= Page excerpt =
· · ·
Could This Foreshadow the Future of Cinemas in Our Modern Era?
By: Amir Garcia
In case anyone hasn’t noticed, there’s currently a global pandemic sweeping the globe. As a result, this has caused many things to become delayed, including events, video games, and of course, movies, due movie theaters currently being closed and all.
Movies like “A Quiet Place Part 2,” “The New Mutants,” the live-action “Mulan” and “Black Widow” have all been pushed further than they’ve been originally planned to be released by.
Of course, this does not mean that it’s the end for movies in general. After all, companies still want their money, and we live in an age where streaming services such as Netflix and Hulu have basically thrived.
Not only has Disney released the recent Pixar film “Onward” on their own streaming service, Disney+, but Universal has released their movies on demand as well. This includes not only recent movies such as “The Invisible Man,” “The Hunt” and “Emma,” but the new and upcoming film, “Trolls World Tour.”
While movies being released digitally or on demand aren’t exactly a new thing, it’s usually not until after the movie’s already been in theaters. But it’s not like that’s exactly an option nowadays.
Due to these decisions, it leaves a lingering question: does this mean the end of movies being released in theaters, or will the companies do so less frequently?
After all, it does seem a lot easier for them to simply put their movies up on streaming platforms, as it would cut back on the licensing and distribution necessary for theaters.
The success of Disney+ has also shown that companies can simply put both their old and new movies online and still make money from it, which would possibly inspire other companies to follow suit as well.
However, it’s safe to say that this most likely won’t happen anytime soon for two main reasons.
The first is that even with the rise of streaming platforms in recent years, movie theaters have still been going strong, with the recent “The Lion King” remake grossing over a billion dollars worldwide.
Keep in mind: this isn’t some new, original movie that no one’s ever seen before, but a remake of a 16-year old animated film that you can still see rather easily. And yet it still made bucket loads of money for Disney!
As a result, it’s safe to assume that certain movies such as “Black Widow” or “Mulan,” another live-action Disney remake, most likely won’t go to streaming anytime soon. Otherwise Disney wouldn’t make anywhere near as much money on these Hollywood blockbusters as they usually would.
· · ·
= Data records =
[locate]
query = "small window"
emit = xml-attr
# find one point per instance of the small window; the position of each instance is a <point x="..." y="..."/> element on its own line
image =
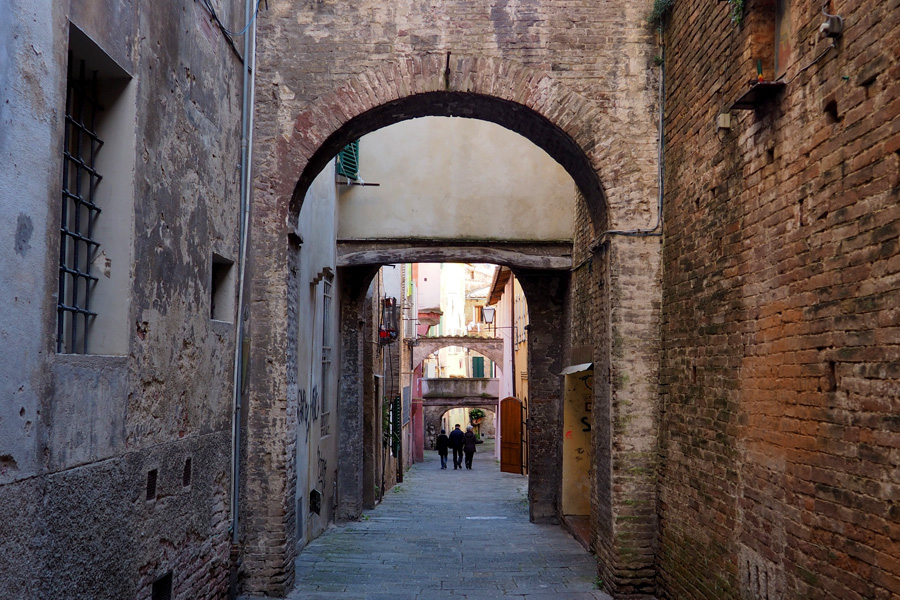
· · ·
= Your tasks =
A. Copy the part of the article about movie theaters that opens with the words containing "The success of" and closes with "two main reasons.".
B. List every movie the article about movie theaters names as one that Universal has released on demand.
C. Pick up the article about movie theaters after its last sentence and keep writing.
The data above comes from a different source than the article about movie theaters.

= Answers for the tasks =
A.
The success of Disney+ has also shown that companies can simply put both their old and new movies online and still make money from it, which would possibly inspire other companies to follow suit as well.
However, it’s safe to say that this most likely won’t happen anytime soon for two main reasons.

B. "The Invisible Man," "The Hunt," "Emma," and "Trolls World Tour."

C.
And the second reason is that most people are still a lot more likely to see new movies in theaters rather than inside their home. We’ve been going to the cinema for so long that it basically feels like a tradition at this point.
After all, what sounds more exciting: seeing the brand new Star Wars movie with your friends on a giant screen with a large audience, or simply at home on your couch? Even some movies such as “Gravity” or “Interstellar” feel a lot less magical outside of the big screen.
But this is only the opinion of one college student. John Fithian, the president of the National Association of Theater Owners, had this to say if asked whether movies would go digital:
“All the rest of the movies will come back up this fall and into next year with the same kind of business model we had before the crisis.”
Fithian also added that “The movie cinema business in this country and around the world is very, very strong despite what some pundits might try to say. We went from $15 billion a year to zero last week. This past weekend was the first weekend in the hundred-year history of the cinema business when we collected zero dollars from ticket sales.”
Due to this, Fithian expects that once the pandemic is done with, audiences will flock back to theaters and everything will resume as it normally would.
In fact, it’s safe to assume that this pandemic will have the opposite effect and increase box office revenue. Being that moviegoers will be away from theaters for so long, they will have the added incentive to see movies at them again.
But these are simply predictions, so only time will tell what the future of the film industry will be like, especially in this uncertain, unpredictable future.
At the very least, it seems like we won’t have to give up our age-old tradition of going out to see a new movie when theaters end up opening again.